** begin Extracted text **

The appropriate test in deciding whether to allow this remedy is not forum non conveniens [paras 45-50].  This is the perfectly proper and appropriate criterion for a stay of proceedings if there are family proceedings occurring in another non-EU jurisdiction.  However, the Supreme Court said this is not the case for the Pt III test, criticising the approach taken in the Court of Appeal.  Part III is not the choice between two jurisdictions; it is invoked when one jurisdiction has already decided the divorce.  Although the factors in s16(2) and in the case law on forum non conveniens may be similar, they are directed towards different end results.  The Supreme Court therefore said that little assistance can be gained from the stay cases and the Hemain anti-suit cases in the Part III exercise.  The task for the judge under Part III is to determine whether it would be appropriate for an order to be made taking account of the factors in section 16(2) notwithstanding that the divorce proceedings were in a foreign country which may well have been the appropriate forum for the divorce [para 50].

It is not the intention to allow a simple "top up" i.e. always to equate with what would have happened if the divorce had been in England [paras 65-70].  Contrasting that with the equivalent legislation in Scotland which gives a specific requirement to produce an outcome as if the divorce has occurred in Scotland, the Supreme Court noted that this was not the English solution set out in the 1984 legislation.  Instead a more flexible approach was deliberately adopted [para 70].  The Supreme Court gave guidance, referring to the strength of connection with England as leading to the sort of provision which would be made, as referred to below.

3. The general principles of  the provision
The Supreme Court said that the following principles should be applied [para 73].  First, primary consideration must be given to the welfare of any children of the marriage.  This can cut both ways as the children may be being supported by the foreign spouse.  Second, it will never be appropriate to make an order which gives the claimant more than she or he would have been awarded had all proceedings taken place within this jurisdiction.  Third, where possible the order should have the result that provision is made for the reasonable needs of each spouse.  Subject to these principles, the court has a broad discretion.

** end Extracted text **

> **What you need to do**
a. Answer these questions from the Part III text:
(i) Which test does it say is not the appropriate one for deciding whether to allow this remedy?
(ii) Which jurisdiction's equivalent legislation did the Supreme Court contrast with the English approach?
(iii) Under the general principles, what must be given primary consideration?
b. Write out the Part III text word for word, everything from "3. The general" down to "a broad discretion.".

** begin Data block **

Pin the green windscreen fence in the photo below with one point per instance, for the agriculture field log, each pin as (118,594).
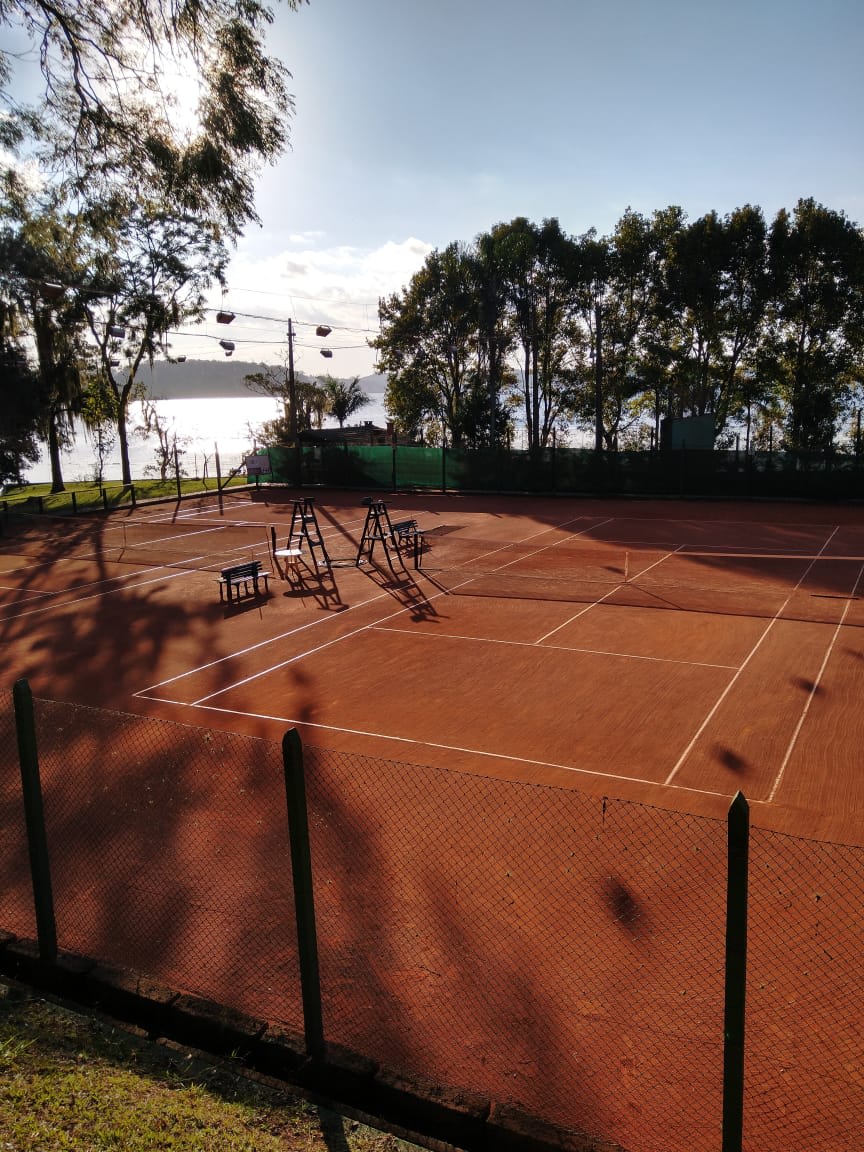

** end Data block **

> **The replies**
a.
(i) Forum non conveniens.
(ii) Scotland.
(iii) The welfare of any children of the marriage.

b.
3. The general principles of  the provision
The Supreme Court said that the following principles should be applied [para 73].  First, primary consideration must be given to the welfare of any children of the marriage.  This can cut both ways as the children may be being supported by the foreign spouse.  Second, it will never be appropriate to make an order which gives the claimant more than she or he would have been awarded had all proceedings taken place within this jurisdiction.  Third, where possible the order should have the result that provision is made for the reasonable needs of each spouse.  Subject to these principles, the court has a broad discretion.